**Ihre Aufgaben**
(a) Entscheiden Sie, ob die folgenden Aussagen mit dem Text zur Pleitewelle übereinstimmen: (i) Doering Glass hat 120 Beschäftigte. (ii) Das Stahl- und Hartgusswerk Bösdorf befindet sich in Coswig. (iii) Der Pflegedienst Wilma hat 250 Beschäftigte. Antworten Sie jeweils mit Ja oder Nein und zitieren Sie die entscheidenden Worte des Textes wörtlich.
(b) Führen Sie den Text zur Pleitewelle im Anschluss an seinen letzten Satz fort.

**Dokumenttext**
------
Nur ein flüchtiger Blick in die Lokalpresse, und man bekommt einen Eindruck von der Pleitewelle, die durch die Republik rollt. Im sächsischen Radeburg schließt Ende November der seit über 90 Jahren bestehende Glashersteller Doering Glass mit 120 Beschäftigten. In Leipzig wurde Anfang September für das noch ältere Stahl- und Hartgusswerk Bösdorf Insolvenz angemeldet. Obwohl die dort produzierten Gussteile weltweit gefragt sind. Und obwohl das Unternehmen mit 250 Beschäftigten zur Dihag-Gruppe, einem führenden europäischen Gießereiunternehmen mit Sitz im sächsischen Coswig, gehört, das auch Rohlinge für den Munitionsnachschub im Ukraine-Krieg produziert, wie die Leipziger Volkszeitung recherchierte. Betroffen sind immer häufiger Traditionsunternehmen und auch Branchen, deren Bedeutung eher wächst als sinkt. So meldete jüngst einer der größten Pflegedienste im mecklenburgischen Neubrandenburg, Wilma, mit 150 Beschäftigten Insolvenz an.
------
**Gegebene Daten**
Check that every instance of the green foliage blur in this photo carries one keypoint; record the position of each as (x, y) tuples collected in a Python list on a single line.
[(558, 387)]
------
**Lösungen**
(a)
(i) Ja: „der seit über 90 Jahren bestehende Glashersteller Doering Glass mit 120 Beschäftigten“
(ii) Nein: „In Leipzig wurde Anfang September für das noch ältere Stahl- und Hartgusswerk Bösdorf Insolvenz angemeldet.“
(iii) Nein: „Wilma, mit 150 Beschäftigten Insolvenz an“

(b)
Insgesamt gab es im ersten Halbjahr 12,2 Prozent mehr Firmenpleiten als im Vorjahreszeitraum, wie das Statistische Bundesamt am Donnerstag bekanntgab. Die Amtsgerichte meldeten demnach für die ersten sechs Monate nach endgültigen Ergebnissen insgesamt 12.009 beantragte Insolvenzen. Im Juli verzeichnete die Behörde gar 19,2 Prozent und damit den stärksten Anstieg seit Oktober. Im August schwächte sich die Entwicklung etwas ab, die Amtsgerichte zählten trotzdem noch 11,6 Prozent mehr neue Insolvenzen als ein Jahr zuvor. Gegenüber einem durchschnittlichen August vor der Coronapandemie ist es sogar ein Anstieg um 51 Prozent.

»Die Krise dauert an und kostet uns tagtäglich Arbeitsplätze«, sagte Volker Treier von der Deutschen Industrie- und Handelskammer zu den Destatis-Zahlen. Die DIHK erwartet mehr als 22.000 Unternehmensinsolvenzen in diesem Jahr, was ebenfalls mehr wäre als im gesamten vergangenen Jahr. Weil es in diesem Jahr weniger große Unternehmen traf, fielen die Forderungen der Gläubiger mit rund 28,2 Milliarden Euro mehr als vier Milliarden Euro geringer aus als im ersten Halbjahr 2024. Während in der Vergangenheit laut dem Berufsverband der Insolvenzverwalter und Sachwalter Deutschlands häufig junge Unternehmen als erste von Insolvenzen betroffen waren, geraten nun zunehmend etablierte Unternehmen in Schwierigkeiten.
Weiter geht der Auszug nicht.